Among the factors that can prevent infants from achieving milestones are genetic defects, toxic influences during pregnancy, birth complications and premature birth, perceptual problems that remain unnoticed, malnutrition, lack of sleep, and lack of social stimulation. The key to negotiating these barriers is parental support.
Barriers to achieving baby milestones
Some babies may show genetic defects that lead to a deformation of their brain or body in the womb. The risk of such defects increases with the age of the mother and the father.
Pregnancy is the most vulnerable development stage, especially early on. When mothers suffer from certain infections (such as measles), or when they consume alcohol, cigarettes, other drugs, or hormones, fetal development can suffer. The same holds true if mothers are exposed to increased stress or when the functionality of the placenta is impaired.
Infants who are born prematurely or who experienced birth complications also carry an increased risk for abnormal developmental later in life.
In early infancy, many things may prevent the child from achieving further milestones. Young infants need to develop a stable biological rhythm, and this requires the support of caregivers who feed the them, change nappies/diapers, put them to sleep, keep their body temperature stable and provide protection. If any of these basic needs is not met, the baby may become ill and/or fail to reach the next milestone in different areas of development.
If impaired perception goes unnoticed, other domains of development may also fall behind, including fine motor development, cognition, language or social development.
Finally, positive face-to-face interactions are crucial to achieve normal milestones in cognition, language, social, self-regulation and emotional development. Infants deprived of adequate social stimulation often show abnormal behavior later in life.
How parents help the baby achieve milestones normally
Caregiving is a challenging but rewarding experience. To help a baby achieve normal milestones, adults should remain curious to learn about early development every day, observe their child carefully, and try to be responsive, thus showing sensitive caregiving.
All human adults have intuitive parenting skills. Without previous training, we approach babies who cry, pick them up and rock them gently, seek eye-to-eye contact, smile when looking at them and speak slowly, with a high and melodic voice. Despite these talents, providing good infant care has become challenging. Infants need to compete with work, mobile phones, computers, and multiple other distractions when trying to get their caregivers’ attention.

Supplied entries:
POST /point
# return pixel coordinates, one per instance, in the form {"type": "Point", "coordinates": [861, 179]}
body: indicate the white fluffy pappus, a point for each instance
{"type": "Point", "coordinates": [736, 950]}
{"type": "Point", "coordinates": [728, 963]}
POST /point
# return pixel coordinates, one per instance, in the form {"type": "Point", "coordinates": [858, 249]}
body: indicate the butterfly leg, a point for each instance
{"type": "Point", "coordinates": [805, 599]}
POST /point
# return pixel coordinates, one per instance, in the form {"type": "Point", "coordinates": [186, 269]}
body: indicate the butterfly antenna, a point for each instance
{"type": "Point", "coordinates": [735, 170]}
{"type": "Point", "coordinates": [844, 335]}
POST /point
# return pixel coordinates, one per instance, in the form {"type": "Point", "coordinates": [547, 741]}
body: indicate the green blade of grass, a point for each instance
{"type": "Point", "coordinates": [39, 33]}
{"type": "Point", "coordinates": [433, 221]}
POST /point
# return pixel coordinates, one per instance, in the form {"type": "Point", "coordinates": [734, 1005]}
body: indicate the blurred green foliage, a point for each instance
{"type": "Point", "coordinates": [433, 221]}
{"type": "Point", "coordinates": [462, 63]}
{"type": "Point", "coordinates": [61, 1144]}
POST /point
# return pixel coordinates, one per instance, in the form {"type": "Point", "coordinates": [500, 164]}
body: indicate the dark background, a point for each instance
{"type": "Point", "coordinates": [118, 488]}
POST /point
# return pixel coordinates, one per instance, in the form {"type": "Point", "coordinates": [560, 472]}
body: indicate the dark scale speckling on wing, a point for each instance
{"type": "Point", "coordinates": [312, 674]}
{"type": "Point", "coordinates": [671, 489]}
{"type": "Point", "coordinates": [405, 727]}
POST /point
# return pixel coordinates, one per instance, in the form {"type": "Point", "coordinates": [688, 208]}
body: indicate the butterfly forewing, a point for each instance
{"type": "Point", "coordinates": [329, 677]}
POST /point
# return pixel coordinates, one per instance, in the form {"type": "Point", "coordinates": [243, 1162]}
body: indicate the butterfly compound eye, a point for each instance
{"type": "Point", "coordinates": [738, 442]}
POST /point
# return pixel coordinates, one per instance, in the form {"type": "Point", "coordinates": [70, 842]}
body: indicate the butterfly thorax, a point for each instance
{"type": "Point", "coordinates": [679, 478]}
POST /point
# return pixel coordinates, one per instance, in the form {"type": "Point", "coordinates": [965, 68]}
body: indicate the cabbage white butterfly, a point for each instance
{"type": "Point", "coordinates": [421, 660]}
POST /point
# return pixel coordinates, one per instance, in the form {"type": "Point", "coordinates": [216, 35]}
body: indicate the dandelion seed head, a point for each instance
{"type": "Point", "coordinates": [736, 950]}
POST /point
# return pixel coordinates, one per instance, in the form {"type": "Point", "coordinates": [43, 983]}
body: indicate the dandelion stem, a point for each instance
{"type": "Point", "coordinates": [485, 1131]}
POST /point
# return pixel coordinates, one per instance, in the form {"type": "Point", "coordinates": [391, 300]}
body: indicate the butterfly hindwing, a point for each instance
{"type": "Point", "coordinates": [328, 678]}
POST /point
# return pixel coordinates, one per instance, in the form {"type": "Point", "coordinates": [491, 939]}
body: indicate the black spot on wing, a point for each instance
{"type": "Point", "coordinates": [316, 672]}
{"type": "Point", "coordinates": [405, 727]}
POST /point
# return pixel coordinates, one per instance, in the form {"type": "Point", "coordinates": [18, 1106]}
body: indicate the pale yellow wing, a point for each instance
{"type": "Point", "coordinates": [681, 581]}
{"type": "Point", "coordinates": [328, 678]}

Activity list:
a – In the text on baby milestones, what increases the risk of genetic defects?
b – Do these statements agree with the text on baby milestones? Answer yes or no for each and quote the words that decide it. (i) Pregnancy is most vulnerable in its late stages. (ii) Adults need previous training before they pick up and rock a crying baby. (iii) Infants deprived of adequate social stimulation often show abnormal behavior later in life.
c – Resume the text on baby milestones after its final sentence.

Results by task:
a – The age of the mother and the father.

b –
(i) No: "Pregnancy is the most vulnerable development stage, especially early on."
(ii) No: "Without previous training, we approach babies who cry, pick them up and rock them gently"
(iii) Yes: "Infants deprived of adequate social stimulation often show abnormal behavior later in life."

c –
Apart from living and eating healthily during pregnancy, supporting an infant requires the willingness to interact with children, provide adequate care and cognitive or social stimulation, and help them regulate their own emotions. When children reach the toddler milestones, parents should be patient in explaining rules, answering questions and improving perspective taking as well as social cooperation.
With regard to motor development, a great challenge for parents is to find the right balance between allowing children to try new movements (such as climbing) and protecting them from getting hurt.
Considering perceptual development, it is important not to overlook potential difficulties in any domain. For example, if a child is cross-eyed for more than six weeks during a sensitive period of visual development (between four and nine months) and this remains unnoticed, spatial vision will remain impaired throughout the child’s later life. In terms of cognitive and language development, parents should help children express questions verbally and find answers. A child who has a vocabulary of less than 50 words by the age of 24 months carries double the risk of being language impaired permanently.
Regarding social development, caregivers introduce the child to cultural achievements and promote achievement of social understanding milestones. If caregivers do not treat children well and neglect their social needs, this may lead to slower cognitive development, less social understanding and behavioral difficulties later in life.
Finally, with respect to self-regulation and emotional development, parents serve as co-regulators when the child is in a state of imbalance. Parents can help find words for the child’s experiences and emotions, such as fear, anger or frustration. This is a necessary prerequisite for children’s developing ability to regulate their own emotions.